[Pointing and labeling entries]
►

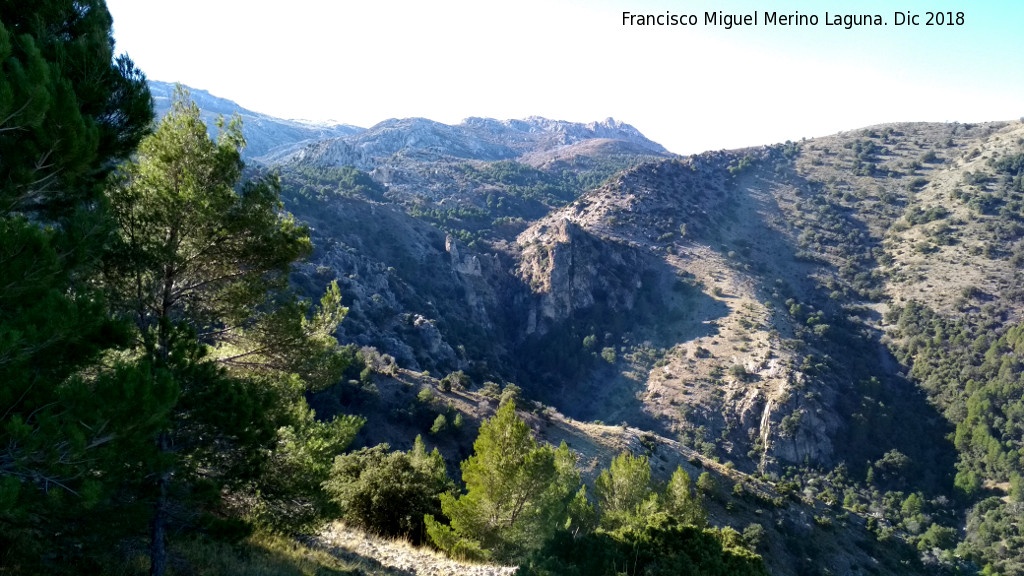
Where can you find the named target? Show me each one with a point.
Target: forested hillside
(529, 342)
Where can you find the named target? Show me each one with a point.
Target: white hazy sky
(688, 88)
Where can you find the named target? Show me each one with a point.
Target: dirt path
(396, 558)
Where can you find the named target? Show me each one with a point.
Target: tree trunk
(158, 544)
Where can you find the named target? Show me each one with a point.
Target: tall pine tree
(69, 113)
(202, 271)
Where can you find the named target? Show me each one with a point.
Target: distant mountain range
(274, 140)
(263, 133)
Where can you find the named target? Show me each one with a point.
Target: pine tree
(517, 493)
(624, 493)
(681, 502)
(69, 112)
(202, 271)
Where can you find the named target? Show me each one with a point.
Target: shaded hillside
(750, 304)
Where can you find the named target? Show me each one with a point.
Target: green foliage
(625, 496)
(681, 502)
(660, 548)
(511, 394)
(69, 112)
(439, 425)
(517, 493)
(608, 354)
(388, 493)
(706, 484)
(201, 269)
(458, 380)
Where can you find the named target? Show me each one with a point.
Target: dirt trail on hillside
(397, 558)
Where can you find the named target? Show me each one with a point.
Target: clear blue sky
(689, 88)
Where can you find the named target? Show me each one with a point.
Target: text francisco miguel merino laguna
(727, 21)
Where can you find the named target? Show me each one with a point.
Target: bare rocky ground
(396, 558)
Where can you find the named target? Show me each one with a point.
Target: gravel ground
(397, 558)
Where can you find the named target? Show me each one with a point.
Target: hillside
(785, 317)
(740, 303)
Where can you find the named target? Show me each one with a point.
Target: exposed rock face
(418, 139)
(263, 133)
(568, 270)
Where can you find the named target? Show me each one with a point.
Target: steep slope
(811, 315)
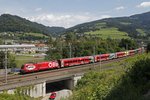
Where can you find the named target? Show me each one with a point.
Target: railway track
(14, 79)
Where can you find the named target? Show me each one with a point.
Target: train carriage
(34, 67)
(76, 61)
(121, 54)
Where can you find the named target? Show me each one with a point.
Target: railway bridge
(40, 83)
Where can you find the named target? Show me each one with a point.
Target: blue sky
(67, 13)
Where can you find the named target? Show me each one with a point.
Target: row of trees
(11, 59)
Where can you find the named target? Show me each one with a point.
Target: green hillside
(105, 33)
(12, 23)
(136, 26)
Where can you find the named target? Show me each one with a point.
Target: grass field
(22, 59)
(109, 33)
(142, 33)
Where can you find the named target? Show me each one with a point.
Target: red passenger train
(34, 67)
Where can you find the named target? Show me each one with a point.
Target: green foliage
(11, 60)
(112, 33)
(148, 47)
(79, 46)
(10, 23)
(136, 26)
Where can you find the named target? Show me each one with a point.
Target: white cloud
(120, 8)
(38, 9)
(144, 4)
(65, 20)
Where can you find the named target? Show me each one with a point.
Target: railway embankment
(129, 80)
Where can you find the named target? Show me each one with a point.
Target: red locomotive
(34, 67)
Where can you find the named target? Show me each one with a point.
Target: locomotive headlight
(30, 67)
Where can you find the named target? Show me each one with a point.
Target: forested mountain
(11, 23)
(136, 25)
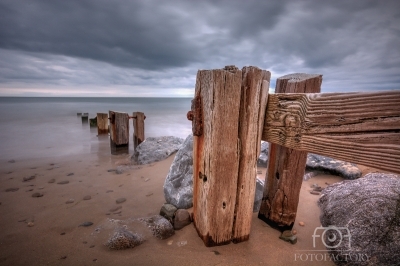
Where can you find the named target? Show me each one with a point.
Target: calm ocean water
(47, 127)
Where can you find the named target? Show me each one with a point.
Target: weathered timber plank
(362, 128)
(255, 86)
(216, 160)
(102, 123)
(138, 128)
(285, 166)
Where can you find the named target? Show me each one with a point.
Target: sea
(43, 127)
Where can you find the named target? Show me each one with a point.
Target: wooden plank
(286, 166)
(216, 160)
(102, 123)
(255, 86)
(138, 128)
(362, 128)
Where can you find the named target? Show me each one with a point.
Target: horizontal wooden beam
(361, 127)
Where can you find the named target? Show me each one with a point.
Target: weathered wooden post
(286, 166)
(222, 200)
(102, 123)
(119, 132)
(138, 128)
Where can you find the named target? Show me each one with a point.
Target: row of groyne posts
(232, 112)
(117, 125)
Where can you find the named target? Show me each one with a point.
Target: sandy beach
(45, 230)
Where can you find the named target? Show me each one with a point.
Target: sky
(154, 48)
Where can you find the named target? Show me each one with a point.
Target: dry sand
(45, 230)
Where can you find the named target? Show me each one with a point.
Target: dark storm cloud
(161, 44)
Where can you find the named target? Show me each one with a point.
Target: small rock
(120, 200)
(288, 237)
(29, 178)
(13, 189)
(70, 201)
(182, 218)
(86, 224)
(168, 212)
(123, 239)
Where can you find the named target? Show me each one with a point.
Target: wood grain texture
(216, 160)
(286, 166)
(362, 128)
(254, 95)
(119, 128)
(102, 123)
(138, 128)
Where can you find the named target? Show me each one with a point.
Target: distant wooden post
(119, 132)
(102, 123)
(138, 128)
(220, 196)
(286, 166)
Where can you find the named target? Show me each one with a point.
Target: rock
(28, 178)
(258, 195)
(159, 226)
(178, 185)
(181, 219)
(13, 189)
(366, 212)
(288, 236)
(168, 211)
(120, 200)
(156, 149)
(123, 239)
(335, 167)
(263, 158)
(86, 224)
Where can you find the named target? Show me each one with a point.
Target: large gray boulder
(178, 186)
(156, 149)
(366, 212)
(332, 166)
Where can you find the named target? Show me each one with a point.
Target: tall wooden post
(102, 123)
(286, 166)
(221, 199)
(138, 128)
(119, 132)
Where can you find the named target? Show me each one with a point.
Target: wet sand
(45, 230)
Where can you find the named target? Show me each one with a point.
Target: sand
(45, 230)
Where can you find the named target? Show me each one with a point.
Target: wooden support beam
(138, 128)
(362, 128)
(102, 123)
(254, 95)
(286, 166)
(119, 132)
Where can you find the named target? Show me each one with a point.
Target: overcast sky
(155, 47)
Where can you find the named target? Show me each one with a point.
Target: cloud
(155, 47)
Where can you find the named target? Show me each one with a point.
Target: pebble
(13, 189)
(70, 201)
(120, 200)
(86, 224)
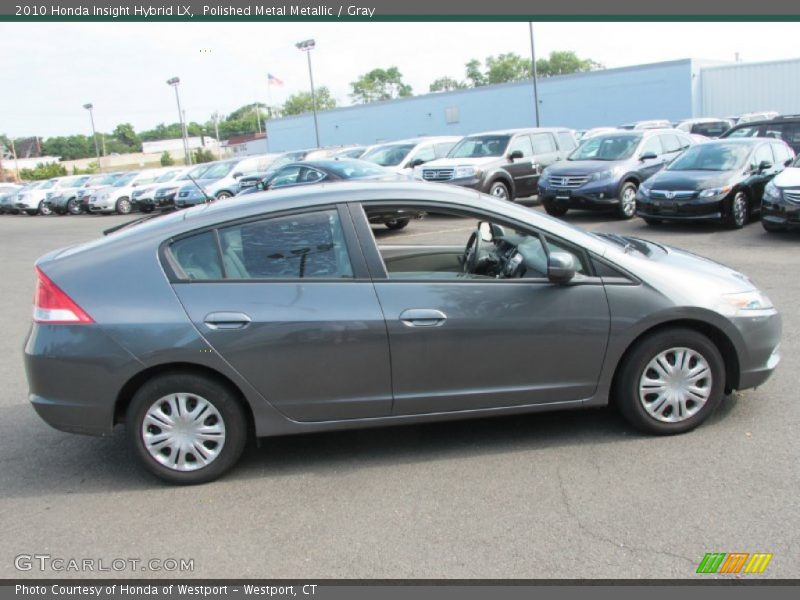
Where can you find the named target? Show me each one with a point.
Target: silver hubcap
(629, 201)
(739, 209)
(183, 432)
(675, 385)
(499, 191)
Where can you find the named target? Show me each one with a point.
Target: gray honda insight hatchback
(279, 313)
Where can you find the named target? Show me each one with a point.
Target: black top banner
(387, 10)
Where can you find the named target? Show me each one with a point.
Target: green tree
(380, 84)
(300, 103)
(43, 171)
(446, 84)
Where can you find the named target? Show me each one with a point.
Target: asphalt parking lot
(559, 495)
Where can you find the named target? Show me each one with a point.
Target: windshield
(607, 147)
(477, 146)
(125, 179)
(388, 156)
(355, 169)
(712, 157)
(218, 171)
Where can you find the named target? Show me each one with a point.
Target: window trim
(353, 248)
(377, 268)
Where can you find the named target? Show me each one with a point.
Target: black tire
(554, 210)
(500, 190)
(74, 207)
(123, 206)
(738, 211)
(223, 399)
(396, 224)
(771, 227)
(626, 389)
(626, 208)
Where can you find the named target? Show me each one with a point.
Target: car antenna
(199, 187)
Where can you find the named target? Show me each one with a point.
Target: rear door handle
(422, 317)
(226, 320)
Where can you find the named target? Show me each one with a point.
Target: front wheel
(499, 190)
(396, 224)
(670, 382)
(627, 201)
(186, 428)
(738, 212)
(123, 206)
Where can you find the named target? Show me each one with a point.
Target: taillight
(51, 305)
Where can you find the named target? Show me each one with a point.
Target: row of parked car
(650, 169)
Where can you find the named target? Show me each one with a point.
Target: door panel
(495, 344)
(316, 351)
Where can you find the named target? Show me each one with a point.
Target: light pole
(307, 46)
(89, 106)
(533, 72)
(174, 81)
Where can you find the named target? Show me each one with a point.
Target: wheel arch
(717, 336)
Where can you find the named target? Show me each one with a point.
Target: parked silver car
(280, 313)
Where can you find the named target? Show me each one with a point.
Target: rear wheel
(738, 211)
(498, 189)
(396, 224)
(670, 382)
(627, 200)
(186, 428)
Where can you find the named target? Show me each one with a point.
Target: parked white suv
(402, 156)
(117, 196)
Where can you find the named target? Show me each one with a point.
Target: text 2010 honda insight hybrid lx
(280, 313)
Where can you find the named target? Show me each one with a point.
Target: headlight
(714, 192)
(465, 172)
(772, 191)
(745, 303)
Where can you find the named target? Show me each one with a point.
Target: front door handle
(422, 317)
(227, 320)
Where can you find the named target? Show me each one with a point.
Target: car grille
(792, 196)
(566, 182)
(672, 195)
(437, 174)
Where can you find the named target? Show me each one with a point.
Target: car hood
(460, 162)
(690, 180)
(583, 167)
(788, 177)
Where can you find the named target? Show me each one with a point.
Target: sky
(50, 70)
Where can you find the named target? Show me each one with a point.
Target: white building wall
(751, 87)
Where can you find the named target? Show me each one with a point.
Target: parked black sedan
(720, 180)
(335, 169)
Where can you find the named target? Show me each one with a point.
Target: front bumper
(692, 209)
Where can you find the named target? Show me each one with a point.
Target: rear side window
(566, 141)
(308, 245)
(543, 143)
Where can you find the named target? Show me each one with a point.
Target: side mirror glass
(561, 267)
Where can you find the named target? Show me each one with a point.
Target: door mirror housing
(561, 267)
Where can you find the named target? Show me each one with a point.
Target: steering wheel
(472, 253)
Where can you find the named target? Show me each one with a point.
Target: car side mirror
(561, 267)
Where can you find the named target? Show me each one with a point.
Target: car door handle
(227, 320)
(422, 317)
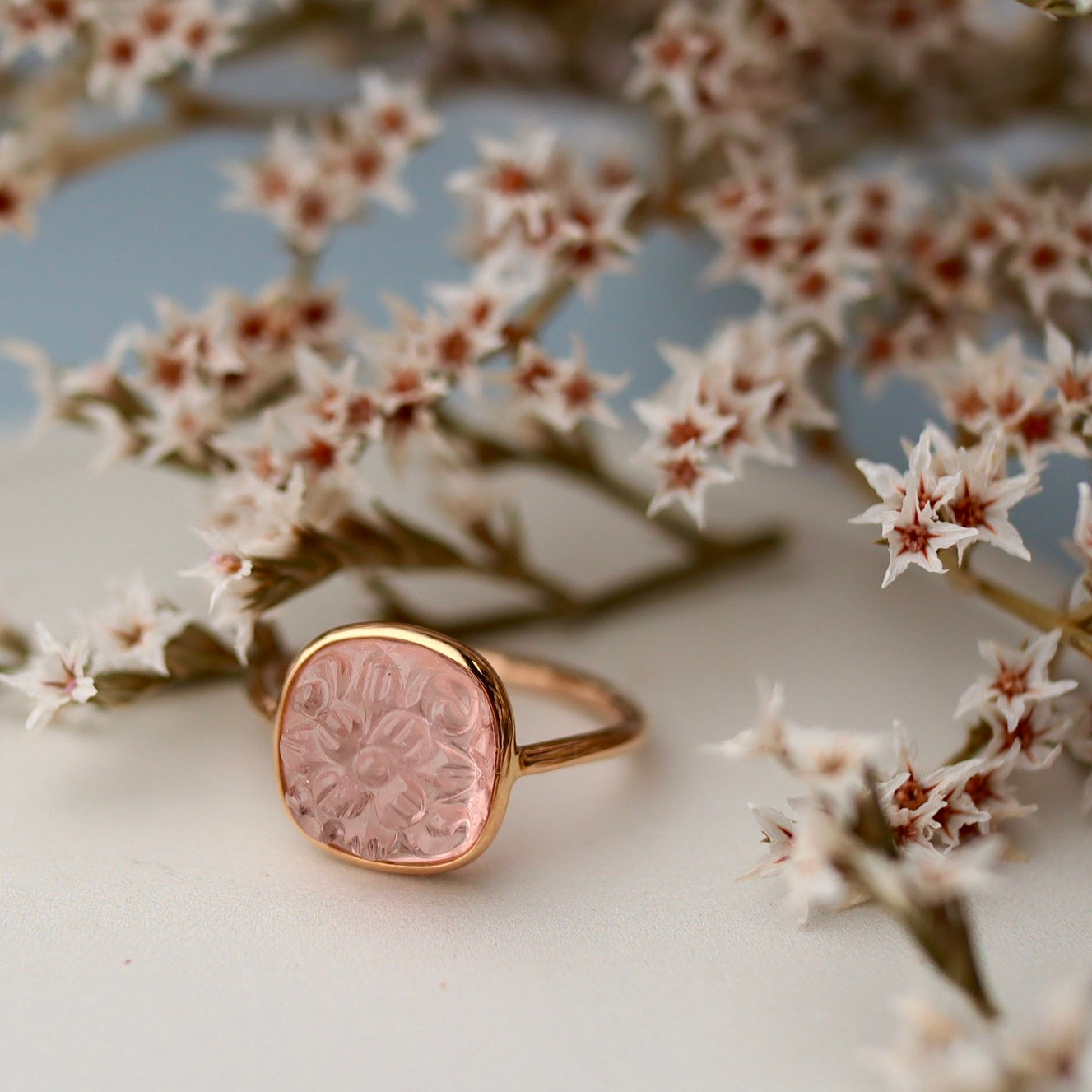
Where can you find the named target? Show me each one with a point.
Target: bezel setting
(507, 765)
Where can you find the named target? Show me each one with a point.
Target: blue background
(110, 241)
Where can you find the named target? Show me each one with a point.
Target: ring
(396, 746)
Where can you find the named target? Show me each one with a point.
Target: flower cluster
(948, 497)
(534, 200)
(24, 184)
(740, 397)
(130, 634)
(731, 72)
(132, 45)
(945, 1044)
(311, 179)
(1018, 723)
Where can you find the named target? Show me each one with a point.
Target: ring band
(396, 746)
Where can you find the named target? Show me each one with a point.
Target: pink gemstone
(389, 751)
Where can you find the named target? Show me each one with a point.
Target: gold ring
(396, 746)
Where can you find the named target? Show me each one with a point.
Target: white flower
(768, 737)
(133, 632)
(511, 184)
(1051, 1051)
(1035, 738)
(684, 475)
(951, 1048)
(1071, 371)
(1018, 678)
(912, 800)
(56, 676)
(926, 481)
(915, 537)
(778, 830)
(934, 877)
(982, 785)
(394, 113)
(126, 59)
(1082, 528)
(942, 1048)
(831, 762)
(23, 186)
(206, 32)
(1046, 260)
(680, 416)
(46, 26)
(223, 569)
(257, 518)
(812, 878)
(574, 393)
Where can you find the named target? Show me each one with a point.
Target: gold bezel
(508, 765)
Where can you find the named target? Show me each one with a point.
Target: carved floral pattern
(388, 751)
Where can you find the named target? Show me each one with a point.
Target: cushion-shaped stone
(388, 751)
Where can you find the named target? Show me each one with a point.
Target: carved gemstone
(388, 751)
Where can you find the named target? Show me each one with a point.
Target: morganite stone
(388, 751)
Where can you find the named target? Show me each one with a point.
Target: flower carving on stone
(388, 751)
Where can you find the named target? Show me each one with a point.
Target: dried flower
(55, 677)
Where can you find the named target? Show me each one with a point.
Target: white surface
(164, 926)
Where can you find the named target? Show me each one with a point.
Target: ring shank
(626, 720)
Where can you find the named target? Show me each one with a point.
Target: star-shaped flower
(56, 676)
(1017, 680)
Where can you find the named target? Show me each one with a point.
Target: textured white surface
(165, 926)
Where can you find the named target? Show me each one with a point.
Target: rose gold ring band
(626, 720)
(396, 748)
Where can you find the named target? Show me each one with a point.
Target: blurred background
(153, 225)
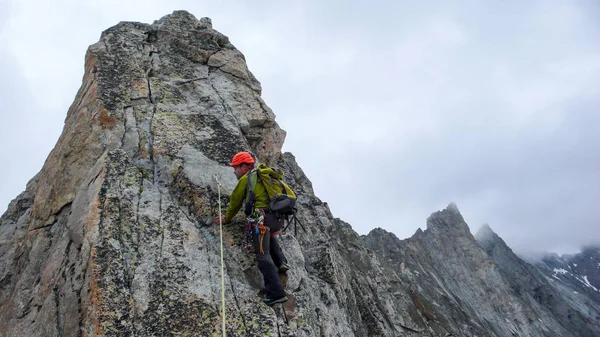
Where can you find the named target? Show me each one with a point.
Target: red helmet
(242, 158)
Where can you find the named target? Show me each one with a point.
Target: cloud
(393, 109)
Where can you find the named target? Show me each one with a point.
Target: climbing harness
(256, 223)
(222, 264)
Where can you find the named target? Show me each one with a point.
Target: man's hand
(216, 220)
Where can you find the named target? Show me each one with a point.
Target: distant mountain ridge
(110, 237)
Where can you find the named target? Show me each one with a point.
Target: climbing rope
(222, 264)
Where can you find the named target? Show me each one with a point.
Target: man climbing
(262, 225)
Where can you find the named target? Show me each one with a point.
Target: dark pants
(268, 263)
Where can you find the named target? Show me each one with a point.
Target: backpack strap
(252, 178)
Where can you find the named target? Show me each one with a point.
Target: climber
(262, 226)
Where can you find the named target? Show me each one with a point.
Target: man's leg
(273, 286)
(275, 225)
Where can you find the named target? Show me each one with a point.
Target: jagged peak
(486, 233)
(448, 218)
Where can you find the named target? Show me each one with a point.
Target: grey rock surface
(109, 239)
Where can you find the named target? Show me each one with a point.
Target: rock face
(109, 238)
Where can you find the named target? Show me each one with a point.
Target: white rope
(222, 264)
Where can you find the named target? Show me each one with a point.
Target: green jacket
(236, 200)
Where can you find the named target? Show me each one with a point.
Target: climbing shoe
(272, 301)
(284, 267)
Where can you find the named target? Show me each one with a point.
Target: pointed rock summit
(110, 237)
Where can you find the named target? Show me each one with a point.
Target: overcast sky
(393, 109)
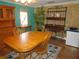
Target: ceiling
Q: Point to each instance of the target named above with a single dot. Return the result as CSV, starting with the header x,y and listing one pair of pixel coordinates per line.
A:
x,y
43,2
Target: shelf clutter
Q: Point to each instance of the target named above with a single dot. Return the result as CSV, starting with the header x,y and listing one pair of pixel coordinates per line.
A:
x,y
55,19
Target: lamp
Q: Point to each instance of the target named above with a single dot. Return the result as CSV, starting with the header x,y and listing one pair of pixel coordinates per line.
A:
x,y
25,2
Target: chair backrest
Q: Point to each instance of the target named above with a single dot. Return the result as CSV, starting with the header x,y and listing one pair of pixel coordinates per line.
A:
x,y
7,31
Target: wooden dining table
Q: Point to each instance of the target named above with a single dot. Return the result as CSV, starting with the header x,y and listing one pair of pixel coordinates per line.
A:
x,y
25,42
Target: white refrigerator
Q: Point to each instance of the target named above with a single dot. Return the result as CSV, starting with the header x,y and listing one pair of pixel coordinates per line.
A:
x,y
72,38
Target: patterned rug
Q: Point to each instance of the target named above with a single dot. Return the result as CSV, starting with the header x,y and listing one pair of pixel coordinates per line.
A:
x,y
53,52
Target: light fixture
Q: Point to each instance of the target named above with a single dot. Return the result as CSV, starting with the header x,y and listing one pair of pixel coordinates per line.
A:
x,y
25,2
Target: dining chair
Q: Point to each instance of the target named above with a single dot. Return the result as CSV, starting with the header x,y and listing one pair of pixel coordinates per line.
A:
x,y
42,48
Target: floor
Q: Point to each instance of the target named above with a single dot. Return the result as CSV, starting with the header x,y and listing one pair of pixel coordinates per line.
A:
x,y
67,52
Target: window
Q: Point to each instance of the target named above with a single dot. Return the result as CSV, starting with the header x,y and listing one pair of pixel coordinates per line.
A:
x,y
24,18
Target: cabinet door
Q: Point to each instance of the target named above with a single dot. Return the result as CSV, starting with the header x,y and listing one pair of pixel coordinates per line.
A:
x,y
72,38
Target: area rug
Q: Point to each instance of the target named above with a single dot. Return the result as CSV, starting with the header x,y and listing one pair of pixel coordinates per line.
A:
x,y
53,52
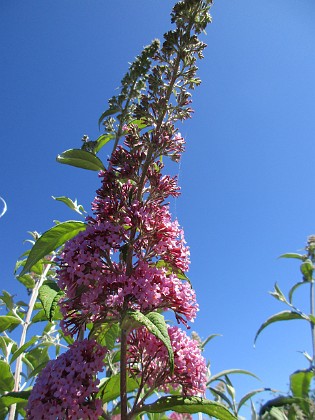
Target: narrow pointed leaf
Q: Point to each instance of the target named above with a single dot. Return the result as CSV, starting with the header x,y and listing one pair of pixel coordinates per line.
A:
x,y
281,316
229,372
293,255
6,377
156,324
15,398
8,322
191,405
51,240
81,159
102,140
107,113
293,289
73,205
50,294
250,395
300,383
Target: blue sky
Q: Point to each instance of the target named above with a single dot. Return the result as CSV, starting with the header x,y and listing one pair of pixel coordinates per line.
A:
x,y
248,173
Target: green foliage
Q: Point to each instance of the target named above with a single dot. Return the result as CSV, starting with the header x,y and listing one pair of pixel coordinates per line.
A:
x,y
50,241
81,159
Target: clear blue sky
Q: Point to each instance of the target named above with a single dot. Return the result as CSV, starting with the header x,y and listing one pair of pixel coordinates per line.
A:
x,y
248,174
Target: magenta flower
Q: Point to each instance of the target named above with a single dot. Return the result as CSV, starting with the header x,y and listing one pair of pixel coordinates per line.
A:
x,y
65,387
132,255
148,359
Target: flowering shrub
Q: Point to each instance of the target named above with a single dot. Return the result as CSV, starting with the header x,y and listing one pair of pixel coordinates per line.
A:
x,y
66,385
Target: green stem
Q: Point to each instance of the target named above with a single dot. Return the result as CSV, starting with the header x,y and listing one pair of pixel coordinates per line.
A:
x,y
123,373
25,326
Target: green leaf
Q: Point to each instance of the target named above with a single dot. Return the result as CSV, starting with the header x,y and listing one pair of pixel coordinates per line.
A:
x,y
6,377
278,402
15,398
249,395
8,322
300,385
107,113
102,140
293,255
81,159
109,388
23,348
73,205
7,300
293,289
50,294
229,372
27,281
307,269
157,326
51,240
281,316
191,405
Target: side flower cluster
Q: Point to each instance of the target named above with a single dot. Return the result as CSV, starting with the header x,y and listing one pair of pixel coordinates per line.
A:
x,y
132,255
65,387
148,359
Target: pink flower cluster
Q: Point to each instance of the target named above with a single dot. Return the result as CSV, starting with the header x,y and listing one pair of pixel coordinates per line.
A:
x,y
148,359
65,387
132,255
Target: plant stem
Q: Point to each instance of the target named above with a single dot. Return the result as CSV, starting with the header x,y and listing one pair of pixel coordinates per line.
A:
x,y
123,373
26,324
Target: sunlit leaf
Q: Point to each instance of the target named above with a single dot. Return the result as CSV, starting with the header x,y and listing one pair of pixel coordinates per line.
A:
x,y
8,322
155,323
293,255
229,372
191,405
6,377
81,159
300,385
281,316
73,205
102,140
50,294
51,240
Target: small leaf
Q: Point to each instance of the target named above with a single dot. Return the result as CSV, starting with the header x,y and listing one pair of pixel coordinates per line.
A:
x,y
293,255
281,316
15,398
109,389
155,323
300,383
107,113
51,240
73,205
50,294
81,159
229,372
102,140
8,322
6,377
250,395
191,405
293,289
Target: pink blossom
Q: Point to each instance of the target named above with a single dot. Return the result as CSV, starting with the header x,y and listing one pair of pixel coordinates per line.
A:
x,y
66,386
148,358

◄

Exercise brief → Copy the entries word for word, beginning at the line that contains "Target: pink blossom" and continuing through the last line of the entries.

Answer for this exercise →
Target: pink blossom
Q: Point to each instance of the target named above with a single dot. Return the result as CSV, starting with the header x,y and listing one pair of pixel coordinates per line.
A:
x,y
66,386
148,358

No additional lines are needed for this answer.